+++ PASSAGE RETENU +++
La Reine rouge est un système informatique conscient destiné à gérer « The Hive » (la ruche), un centre de recherches souterrain dissimulé sous la ville de Racoon City. Au début du film, la Reine rouge décide de séquestrer tous les occupants de la ruche afin d’empêcher que le terrible virus « T » soit diffusé dans le monde extérieur. L’ordinateur se trouve dans une pièce du complexe et communique principalement sous forme d’un hologramme qui représente une fillette à l’accent britannique. Elle est en fait la copie d’Angela Ashford, la fille de Charles Ashford, qui l’a programmée et qui est aussi le créateur du virus « T », mis au point précisément pour permettre à sa fille d’échapper à la maladie dégénérative qui l’a lui-même cloué dans un fauteuil roulant. Le virus redonne la vie aux cellules mortes, il guérit donc Angela, à condition que cette dernière se fasse régulièrement injecter l’antidote au virus, faute de quoi elle deviendrait à son tour un zombie.
La Reine rouge n’a pas la personnalité d’Angela Ashford, mais elle a ses traits, sa voix, et utilise parfois des expressions enfantines qui prennent un sens pervers ou dérangeant dans le contexte, comme lorsqu’elle dit « I’ve been a bad bad girl » pour annoncer qu’elle vient de libérer un monstre mutant. Bien que ses décisions suivent une logique assez simple — empêcher le virus de quitter la ruche, quitte à tuer tout le monde —, ses expressions sont rarement neutres. Elle supplie (« I implore you ») puis menace (« you’re all going to die ») ou se montre sarcastique (« I did warn you, didn’t I? »).
+++ MATÉRIEL FOURNI +++
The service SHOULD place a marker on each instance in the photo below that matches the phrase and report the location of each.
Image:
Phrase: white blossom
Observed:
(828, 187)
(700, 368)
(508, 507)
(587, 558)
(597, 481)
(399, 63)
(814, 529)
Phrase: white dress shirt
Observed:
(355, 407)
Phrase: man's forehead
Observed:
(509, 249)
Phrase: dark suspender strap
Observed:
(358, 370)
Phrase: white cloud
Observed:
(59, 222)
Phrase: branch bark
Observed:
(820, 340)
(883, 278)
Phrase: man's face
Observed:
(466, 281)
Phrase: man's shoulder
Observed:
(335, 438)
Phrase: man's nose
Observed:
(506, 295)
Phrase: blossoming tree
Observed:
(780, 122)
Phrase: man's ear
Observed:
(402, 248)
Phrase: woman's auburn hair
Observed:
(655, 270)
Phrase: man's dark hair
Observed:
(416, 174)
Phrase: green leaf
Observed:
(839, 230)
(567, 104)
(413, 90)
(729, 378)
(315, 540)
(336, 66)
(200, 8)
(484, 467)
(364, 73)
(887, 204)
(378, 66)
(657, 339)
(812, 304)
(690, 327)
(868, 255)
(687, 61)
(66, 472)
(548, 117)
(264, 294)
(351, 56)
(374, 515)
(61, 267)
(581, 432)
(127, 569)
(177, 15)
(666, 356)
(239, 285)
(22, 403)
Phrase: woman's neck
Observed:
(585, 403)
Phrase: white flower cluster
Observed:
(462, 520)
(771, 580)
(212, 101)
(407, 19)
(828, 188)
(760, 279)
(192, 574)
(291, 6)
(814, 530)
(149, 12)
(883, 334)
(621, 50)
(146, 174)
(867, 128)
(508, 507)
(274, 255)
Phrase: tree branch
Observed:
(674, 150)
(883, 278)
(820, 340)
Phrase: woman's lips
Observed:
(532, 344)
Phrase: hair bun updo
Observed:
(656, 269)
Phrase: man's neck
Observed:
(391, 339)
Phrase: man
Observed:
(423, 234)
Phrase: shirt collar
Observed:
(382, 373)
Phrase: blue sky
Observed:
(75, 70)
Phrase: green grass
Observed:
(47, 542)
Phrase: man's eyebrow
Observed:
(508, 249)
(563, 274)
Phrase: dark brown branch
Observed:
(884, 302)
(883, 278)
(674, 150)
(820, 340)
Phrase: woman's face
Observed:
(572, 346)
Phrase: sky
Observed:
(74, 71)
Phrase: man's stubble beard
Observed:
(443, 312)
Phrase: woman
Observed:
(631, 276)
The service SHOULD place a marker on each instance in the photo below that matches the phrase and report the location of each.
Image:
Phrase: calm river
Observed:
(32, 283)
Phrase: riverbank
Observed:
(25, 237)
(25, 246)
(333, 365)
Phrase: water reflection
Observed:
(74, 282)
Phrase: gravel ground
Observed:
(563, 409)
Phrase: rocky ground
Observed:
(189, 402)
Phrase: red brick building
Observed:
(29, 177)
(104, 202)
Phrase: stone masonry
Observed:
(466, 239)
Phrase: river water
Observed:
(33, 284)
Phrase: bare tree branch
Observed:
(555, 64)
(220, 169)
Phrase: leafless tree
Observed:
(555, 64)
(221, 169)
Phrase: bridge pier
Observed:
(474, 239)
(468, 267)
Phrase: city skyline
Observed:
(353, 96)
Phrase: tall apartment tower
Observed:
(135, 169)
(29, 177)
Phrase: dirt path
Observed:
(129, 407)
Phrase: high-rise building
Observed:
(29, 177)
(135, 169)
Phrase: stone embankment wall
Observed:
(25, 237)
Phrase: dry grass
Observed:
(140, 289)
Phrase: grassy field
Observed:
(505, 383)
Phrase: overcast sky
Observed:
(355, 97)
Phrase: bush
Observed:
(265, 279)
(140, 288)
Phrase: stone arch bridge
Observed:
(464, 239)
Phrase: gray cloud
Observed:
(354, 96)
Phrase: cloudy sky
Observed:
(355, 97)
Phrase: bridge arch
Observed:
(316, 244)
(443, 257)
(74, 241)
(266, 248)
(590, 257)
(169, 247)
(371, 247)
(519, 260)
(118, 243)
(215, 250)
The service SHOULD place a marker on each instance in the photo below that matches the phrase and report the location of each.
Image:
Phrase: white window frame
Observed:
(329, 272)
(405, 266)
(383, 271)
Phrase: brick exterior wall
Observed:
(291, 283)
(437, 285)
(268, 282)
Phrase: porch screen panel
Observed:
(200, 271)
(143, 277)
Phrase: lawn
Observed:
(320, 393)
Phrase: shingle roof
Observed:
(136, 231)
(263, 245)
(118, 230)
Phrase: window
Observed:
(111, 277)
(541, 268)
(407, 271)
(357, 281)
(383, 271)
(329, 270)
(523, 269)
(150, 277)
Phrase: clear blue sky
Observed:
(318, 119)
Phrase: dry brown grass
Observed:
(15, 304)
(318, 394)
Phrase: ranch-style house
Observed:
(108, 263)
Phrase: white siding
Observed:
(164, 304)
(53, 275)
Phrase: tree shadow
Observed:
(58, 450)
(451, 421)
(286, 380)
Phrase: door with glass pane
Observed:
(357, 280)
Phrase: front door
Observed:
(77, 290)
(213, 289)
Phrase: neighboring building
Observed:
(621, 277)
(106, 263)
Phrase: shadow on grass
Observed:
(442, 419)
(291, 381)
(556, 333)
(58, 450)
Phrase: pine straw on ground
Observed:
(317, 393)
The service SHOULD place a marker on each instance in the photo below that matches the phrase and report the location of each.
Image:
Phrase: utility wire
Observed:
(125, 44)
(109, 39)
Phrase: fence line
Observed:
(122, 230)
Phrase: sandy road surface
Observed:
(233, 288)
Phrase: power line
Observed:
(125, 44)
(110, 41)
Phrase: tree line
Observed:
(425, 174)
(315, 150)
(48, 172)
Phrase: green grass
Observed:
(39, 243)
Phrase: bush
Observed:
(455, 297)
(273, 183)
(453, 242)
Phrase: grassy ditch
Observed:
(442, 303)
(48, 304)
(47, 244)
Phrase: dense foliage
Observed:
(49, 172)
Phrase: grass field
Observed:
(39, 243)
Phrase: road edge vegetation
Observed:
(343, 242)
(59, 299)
+++
OBJECTIF VISÉ - Reprenez le passage consacré à la Reine rouge et prolongez-le à la suite de sa dernière phrase. Les lignes ci-dessus sont sans rapport avec le passage consacré à la Reine rouge.

ZONE DE RÉPONSE -
Le personnage est plutôt intéressant, mais il est à peine ébauché dans ce film. Dans Resident Evil: extinction, le troisième film de la série, on rencontre la Reine blanche, une intelligence artificielle jumelle de la Reine rouge. Enfin, dans Resident Evil: Retribution, cinquième volet de la série, la Reine rouge prend le contrôle de la société Umbrella Corp, et projette de détruire l’humanité toute entière. Mais je n’ai vu aucun de ces deux films, donc je ne fais que répéter ce que j’ai lu à leur sujet.
Le fait de donner les traits d’un enfant innocent à une intelligence maléfique, ou en tout cas dangereuse, est une astuce de scénario qui fonctionne toujours (Damien, dans La Malédiction ; Alia dans Dune ; les « coucous » du Village des damnés), mais s’inscrit dans une autre tradition, celle du savant qui décide de donner les traits ou la personnalité de son enfant mort (ou dans le cas, en sursis) à sa création. Je pense par exemple au programme Joshua, dans Wargames, qui porte le nom du fils du professeur Falken, son créateur, ou encore au robot Astro, chez Tezuka, créé par le docteur Tenma pour remplacer son fils Tobio.
Mais je pense aussi à une histoire vraie, celle de la poupée que René Descartes avait confectionnée en souvenir de sa fille Francine, morte à l’âge de cinq ans et que le philosophe avait abondamment pleurée, d’une manière que ses contemporains ont à l’époque jugée impudique. On dit que ce deuil a radicalement orienté sa philosophie dans les années qui ont suivi. Bien plus tard, alors que Descartes se rendait en Suède, un marin a été si effrayé par l’aspect réaliste de la poupée Francine qu’il l’a jetée par dessus bord.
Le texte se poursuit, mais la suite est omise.